→ **TASK DESCRIPTION**
Please copy out, word for word, the stretch of the records below from their first line through the line that contains "column 432, row 342".
################
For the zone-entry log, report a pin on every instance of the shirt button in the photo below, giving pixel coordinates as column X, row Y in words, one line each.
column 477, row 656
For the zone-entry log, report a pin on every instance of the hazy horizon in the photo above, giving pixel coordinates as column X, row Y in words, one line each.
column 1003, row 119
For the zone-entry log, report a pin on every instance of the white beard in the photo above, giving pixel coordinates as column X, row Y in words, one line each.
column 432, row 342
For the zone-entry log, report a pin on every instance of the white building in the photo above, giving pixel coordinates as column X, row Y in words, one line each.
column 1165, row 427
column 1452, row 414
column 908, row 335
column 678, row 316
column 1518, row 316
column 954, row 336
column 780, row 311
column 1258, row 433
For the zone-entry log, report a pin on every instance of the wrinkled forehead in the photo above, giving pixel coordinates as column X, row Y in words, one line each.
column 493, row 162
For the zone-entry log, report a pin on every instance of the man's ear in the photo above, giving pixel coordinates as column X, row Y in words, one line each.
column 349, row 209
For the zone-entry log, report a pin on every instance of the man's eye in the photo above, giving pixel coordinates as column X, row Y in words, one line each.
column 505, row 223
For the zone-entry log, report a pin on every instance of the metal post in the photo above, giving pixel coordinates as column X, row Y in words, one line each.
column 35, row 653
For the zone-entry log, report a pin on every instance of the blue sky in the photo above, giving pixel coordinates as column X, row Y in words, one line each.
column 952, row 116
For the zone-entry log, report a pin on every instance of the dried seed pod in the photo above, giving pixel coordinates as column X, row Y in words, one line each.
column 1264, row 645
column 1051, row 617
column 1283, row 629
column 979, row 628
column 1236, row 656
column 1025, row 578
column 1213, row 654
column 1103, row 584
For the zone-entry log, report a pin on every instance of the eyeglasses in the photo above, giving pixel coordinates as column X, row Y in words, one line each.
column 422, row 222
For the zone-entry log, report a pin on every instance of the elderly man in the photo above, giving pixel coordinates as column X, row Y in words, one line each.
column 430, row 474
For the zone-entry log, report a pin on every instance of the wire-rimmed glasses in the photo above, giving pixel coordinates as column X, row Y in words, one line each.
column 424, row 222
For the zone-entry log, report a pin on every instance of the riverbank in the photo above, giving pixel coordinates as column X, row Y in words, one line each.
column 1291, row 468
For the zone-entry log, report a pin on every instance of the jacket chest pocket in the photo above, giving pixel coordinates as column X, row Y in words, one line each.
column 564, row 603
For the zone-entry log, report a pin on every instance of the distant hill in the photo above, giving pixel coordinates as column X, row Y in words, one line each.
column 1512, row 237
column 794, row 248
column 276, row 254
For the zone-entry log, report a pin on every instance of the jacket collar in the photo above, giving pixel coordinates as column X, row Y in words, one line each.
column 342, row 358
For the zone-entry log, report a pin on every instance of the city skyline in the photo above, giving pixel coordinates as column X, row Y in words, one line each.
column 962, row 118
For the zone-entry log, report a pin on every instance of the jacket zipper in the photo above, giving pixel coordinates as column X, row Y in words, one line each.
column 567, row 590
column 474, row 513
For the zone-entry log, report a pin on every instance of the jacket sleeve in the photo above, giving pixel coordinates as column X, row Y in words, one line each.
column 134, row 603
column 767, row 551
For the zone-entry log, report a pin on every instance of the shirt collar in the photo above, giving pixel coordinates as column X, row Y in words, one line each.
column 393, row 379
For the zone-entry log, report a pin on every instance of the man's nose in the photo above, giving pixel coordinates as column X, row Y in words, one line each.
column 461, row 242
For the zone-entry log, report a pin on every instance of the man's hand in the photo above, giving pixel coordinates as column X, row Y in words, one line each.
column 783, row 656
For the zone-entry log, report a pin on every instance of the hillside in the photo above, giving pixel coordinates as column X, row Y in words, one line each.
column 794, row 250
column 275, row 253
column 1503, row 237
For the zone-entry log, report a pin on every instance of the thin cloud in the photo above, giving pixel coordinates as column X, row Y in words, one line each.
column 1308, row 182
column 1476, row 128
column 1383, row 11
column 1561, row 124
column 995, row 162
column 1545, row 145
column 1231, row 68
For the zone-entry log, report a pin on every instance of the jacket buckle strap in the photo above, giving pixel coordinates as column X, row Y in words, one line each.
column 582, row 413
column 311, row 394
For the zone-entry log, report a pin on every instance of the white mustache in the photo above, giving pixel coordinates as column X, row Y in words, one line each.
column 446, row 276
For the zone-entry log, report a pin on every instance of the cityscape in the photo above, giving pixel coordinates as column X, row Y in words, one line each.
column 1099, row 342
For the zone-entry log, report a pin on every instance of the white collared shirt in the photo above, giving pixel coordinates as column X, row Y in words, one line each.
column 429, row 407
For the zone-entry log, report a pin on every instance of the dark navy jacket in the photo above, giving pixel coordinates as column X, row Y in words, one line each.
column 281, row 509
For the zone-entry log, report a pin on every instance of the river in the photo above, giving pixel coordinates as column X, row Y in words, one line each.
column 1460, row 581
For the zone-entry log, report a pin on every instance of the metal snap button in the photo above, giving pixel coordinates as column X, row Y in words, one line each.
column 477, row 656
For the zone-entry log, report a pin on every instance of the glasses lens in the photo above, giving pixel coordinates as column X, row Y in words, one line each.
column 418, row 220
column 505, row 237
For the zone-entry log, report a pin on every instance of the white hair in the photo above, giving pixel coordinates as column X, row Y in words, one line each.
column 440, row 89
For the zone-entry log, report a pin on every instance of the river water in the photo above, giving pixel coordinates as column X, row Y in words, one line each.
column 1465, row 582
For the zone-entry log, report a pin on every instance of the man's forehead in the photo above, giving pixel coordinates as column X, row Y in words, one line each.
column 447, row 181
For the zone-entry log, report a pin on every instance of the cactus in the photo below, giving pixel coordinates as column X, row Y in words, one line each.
################
→ **EXERCISE RESULT**
For the zone-entry log, report a pin on every instance of the shirt button in the photo below, giving pixel coordinates as column X, row Y in words, one line each.
column 477, row 656
For the zone-entry log, report a pin on every instance of the hazy horizon in the photo above, giving pixel coordinates as column X, row Y in words, one line each.
column 1003, row 119
For the zone-entry log, report a pin on every instance of the white beard in the photo above, giving pixel coordinates as column X, row Y in words, one line each.
column 432, row 342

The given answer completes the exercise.